[DIRECTIVE]:
Copy out every line of the items below, requests included, adding 88 to each coordinate in the answer points. Leave the numbers in the requests and their sample formats unchanged.

--- INPUT FOR THIS TASK ---

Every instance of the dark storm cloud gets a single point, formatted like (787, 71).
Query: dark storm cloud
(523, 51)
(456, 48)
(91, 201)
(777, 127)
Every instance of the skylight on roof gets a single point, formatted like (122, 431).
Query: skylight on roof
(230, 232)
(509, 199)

---

[COMPLETED EXERCISE]:
Every instance of the dark storm cloud gets a single point, formatted like (787, 71).
Query: dark storm cloud
(611, 139)
(544, 136)
(179, 289)
(865, 215)
Every instance of the skylight on roof gets a single point, formatted like (122, 431).
Query: skylight on roof
(318, 320)
(597, 287)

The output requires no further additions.